## Given passage:
Edited by IDBLOOM on 11/16/2013 19:43:07 MST.

Dale Wambaugh
(dwambaugh) - MLife

Locale: Pacific Northwest
Re: Re: Re: Borah on 11/16/2013 19:07:30 MST Print View

"Sorry "That make 0 sense I don't care what reasoning." Better not buy one then. Problem solved. Hmm... better call Borah and tell them to remove it as an option since it doesn't meet your approval."

Ian, why reduce the thread to an unproductive middle school playground double dare attitutude? I too questioned the rational of using the fabric and you said you haven't used the product. If you can contribute something positive , please do, but I don't appreciate the negative sarcasm when we are all trying to exchange information and learn.

Can you please tell us the advantage of using a waterproof breathable fabric on the floor of a bivy?

Ian B.
(IDBLOOM) - MLife

Locale: PNW
Edited nicer version on 11/16/2013 19:28:11 MST Print View

Admittedly I overreacted to Michael and what I perceived as a snotty response. My experience with a full goretex bivy in a variety of harsh conditions is that it's durable to a point that I didn't have to use a ground sheet with it. It never had problems with ground water seeping in. Admittedly I often (certainly not always) would sleep with the bivy over a pad so that greatly extended my mileage but when I had to turn it back in after hundreds of nights of use, it was in awesome condition.

## Short task 1:
Translate this sentence from the bivy forum thread into Spanish: "Can you please tell us the advantage of using a waterproof breathable fabric on the floor of a bivy?"
## Short task 2:
Reproduce everything in the bivy forum thread from "Ian, why reduce" down to "floor of a bivy?".

## Data lines:
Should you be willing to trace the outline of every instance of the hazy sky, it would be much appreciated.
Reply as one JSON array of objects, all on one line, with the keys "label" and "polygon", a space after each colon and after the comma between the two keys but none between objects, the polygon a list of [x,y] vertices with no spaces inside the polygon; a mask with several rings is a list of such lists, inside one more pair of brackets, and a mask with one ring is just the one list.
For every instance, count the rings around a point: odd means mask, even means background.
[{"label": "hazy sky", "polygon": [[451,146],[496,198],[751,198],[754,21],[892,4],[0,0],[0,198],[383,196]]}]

## Output 1:
¿Puedes decirnos, por favor, cuál es la ventaja de usar una tela impermeable y transpirable en el piso de un bivy?

## Output 2:
Ian, why reduce the thread to an unproductive middle school playground double dare attitutude? I too questioned the rational of using the fabric and you said you haven't used the product. If you can contribute something positive , please do, but I don't appreciate the negative sarcasm when we are all trying to exchange information and learn.

Can you please tell us the advantage of using a waterproof breathable fabric on the floor of a bivy?